start Quoted passage
You are viewing a plain text version of this content. The canonical link for it is here.

Posted to dev@accumulo.apache.org by Drew Farris <dr...@apache.org> on 2013/05/06 00:49:46 UTC

Shell Charset?

In o.a.a.core.uti.shell.commands.OptUtil, I notice that getStartRow and
getEndRow, use the following snippet to read their arguments:

new Text(cl.getOptionValue(END_ROW_OPT).getBytes(Shell.CHARSET));

Here, Shell.CHARSET is set to ISO-8859-1

This seems to mean that if I use UTF-8 characters (unescaped) from the
shell to set my begin or end row, that I will not get what I expect because
the conversion from String to bytes would be performed using the incorrect
character set.

For example, in the following snippet, testIso fails while testUTF succeeds
(when the encoding of the source file is UTF-8):


  @Test

  public void testISO() throws Exception {

    String s = "本条目是介紹";

    String charset = "ISO-8859-1";

    Text t = new Text(s.getBytes(charset));

    Assert.assertEquals(s, t.toString());

  }


  @Test

  public void testUTF() throws Exception {

    String s = "本条目是介紹";

    String charset = "UTF-8";

    Text t = new Text(s.getBytes(charset));

    Assert.assertEquals(s, t.toString());

  }


Possibly this should be locale dependent behavior? Also, perhaps I'm
missing the fact that the Shell is not supposed to support UTF-8 characters
in start and end ranges, and users must escape their strings appropriately.
(Which would be a bit of a pain).


- Drew

Re: Shell Charset?

Posted by John Vines <vi...@apache.org>.

Sounds like we should grep through the codebase and make sure the only
charset we're using is UTF-8...
10


On Sun, May 5, 2013 at 8:08 PM, Christopher <ct...@apache.org> wrote:

> The shell should accept java "String" from the the console (leaving
> the job of converting input bytes to a java String argument to the
> locale-dependent console), and should only translate them to UTF-8
> when it sends it to Accumulo, I think.
>
> --
> Christopher L Tubbs II
> http://gravatar.com/ctubbsii
>
>
> On Sun, May 5, 2013 at 6:49 PM, Drew Farris <dr...@apache.org> wrote:
> > In o.a.a.core.uti.shell.commands.OptUtil, I notice that getStartRow and
> > getEndRow, use the following snippet to read their arguments:
> >
> > new Text(cl.getOptionValue(END_ROW_OPT).getBytes(Shell.CHARSET));
> >
> > Here, Shell.CHARSET is set to ISO-8859-1
> >
> > This seems to mean that if I use UTF-8 characters (unescaped) from the
> > shell to set my begin or end row, that I will not get what I expect
> because
> > the conversion from String to bytes would be performed using the
> incorrect
> > character set.
end Quoted passage
start Material shown
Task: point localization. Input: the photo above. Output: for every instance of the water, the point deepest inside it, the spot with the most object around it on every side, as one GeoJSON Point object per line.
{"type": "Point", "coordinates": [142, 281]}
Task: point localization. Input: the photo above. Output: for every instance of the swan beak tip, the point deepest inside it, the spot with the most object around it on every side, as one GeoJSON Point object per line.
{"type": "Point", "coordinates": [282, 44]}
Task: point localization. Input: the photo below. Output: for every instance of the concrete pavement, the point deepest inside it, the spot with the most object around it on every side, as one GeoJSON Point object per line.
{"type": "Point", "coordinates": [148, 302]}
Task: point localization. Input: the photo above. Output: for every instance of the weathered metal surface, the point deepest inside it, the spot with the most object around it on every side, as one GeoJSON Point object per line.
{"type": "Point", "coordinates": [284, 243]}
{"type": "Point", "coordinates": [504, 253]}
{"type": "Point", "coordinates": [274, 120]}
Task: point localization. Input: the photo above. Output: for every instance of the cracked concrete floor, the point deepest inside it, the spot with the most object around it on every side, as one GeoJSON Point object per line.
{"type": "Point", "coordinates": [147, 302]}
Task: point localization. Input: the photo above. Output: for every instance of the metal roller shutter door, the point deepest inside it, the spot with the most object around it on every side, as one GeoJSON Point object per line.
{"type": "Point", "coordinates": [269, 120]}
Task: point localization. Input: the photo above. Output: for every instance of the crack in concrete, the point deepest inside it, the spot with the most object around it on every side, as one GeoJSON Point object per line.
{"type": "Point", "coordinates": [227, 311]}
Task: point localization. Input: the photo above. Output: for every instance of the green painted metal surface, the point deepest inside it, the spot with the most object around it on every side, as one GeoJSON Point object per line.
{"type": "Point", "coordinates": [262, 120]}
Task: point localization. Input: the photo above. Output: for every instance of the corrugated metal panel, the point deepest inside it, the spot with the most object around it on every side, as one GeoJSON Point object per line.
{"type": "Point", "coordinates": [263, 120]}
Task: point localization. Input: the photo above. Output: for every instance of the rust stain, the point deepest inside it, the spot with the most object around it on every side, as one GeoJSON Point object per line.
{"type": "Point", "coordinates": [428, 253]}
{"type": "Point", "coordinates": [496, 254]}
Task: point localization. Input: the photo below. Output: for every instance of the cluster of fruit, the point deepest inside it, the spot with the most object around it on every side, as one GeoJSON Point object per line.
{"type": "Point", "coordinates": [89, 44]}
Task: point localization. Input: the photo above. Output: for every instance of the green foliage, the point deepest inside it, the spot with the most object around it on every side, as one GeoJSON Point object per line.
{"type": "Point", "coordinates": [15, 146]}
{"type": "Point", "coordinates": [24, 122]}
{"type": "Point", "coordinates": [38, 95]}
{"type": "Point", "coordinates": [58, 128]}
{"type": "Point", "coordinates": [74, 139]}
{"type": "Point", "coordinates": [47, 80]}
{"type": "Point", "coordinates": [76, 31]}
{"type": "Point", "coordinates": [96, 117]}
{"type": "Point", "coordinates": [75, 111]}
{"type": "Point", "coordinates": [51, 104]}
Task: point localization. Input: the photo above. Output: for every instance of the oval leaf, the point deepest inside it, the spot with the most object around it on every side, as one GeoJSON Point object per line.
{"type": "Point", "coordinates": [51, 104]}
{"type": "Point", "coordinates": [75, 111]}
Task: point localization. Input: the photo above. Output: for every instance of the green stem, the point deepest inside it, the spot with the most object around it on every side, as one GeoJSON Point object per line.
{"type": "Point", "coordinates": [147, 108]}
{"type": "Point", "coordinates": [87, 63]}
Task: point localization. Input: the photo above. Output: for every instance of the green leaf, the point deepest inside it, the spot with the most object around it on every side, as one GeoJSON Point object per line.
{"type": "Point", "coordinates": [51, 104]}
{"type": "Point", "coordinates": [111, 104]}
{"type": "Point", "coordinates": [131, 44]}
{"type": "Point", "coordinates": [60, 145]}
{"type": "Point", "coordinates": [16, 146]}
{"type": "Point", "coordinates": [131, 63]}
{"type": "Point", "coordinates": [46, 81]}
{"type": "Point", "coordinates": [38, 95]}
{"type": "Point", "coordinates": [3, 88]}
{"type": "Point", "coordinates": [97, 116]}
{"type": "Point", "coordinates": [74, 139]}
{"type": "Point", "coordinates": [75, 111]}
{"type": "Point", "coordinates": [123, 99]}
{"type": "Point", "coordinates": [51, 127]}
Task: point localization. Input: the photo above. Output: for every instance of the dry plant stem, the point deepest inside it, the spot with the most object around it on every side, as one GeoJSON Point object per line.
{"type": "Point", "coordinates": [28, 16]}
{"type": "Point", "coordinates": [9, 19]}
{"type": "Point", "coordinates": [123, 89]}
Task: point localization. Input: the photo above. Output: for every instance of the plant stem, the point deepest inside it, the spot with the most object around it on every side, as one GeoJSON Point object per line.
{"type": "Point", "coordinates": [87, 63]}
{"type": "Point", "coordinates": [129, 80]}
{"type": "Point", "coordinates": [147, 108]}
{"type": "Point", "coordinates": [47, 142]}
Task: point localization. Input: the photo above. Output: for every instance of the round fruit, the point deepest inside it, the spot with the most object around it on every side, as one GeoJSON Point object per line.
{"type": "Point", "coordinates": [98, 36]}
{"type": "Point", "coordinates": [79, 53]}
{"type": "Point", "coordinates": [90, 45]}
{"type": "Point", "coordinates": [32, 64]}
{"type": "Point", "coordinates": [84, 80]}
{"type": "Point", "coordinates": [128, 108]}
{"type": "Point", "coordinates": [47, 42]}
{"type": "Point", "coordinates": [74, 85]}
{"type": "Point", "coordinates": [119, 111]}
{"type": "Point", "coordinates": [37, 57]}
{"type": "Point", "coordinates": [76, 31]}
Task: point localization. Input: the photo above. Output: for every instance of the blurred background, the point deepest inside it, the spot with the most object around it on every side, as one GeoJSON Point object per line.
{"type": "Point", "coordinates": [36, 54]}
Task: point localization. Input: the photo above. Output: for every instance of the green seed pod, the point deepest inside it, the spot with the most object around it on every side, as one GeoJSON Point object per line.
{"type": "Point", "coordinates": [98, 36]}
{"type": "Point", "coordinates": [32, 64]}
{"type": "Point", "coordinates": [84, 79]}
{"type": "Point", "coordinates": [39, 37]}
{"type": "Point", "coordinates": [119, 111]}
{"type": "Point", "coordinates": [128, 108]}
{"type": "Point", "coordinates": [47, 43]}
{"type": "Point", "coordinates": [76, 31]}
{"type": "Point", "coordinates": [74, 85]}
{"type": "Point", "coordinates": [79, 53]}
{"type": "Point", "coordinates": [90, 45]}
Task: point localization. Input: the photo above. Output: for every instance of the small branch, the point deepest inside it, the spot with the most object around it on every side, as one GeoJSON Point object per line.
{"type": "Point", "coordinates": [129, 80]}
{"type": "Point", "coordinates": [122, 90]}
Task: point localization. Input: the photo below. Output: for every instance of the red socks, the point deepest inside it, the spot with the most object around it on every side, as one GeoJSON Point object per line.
end Material shown
• [Exercises]
(1) Reproduce the stretch of the shell charset thread from "Possibly this should" through "using is UTF-8...".
(2) Answer these questions about the shell charset thread.
(a) What is Shell.CHARSET set to?
(b) According to John Vines, what should be the only charset used in the codebase?
(c) In Christopher's reply, at what point should the shell translate input to UTF-8?

• [Results in order]
(1)
Possibly this should be locale dependent behavior? Also, perhaps I'm
missing the fact that the Shell is not supposed to support UTF-8 characters
in start and end ranges, and users must escape their strings appropriately.
(Which would be a bit of a pain).


- Drew

Re: Shell Charset?

Posted by John Vines <vi...@apache.org>.

Sounds like we should grep through the codebase and make sure the only
charset we're using is UTF-8...

(2)
(a) ISO-8859-1
(b) UTF-8
(c) When it sends it to Accumulo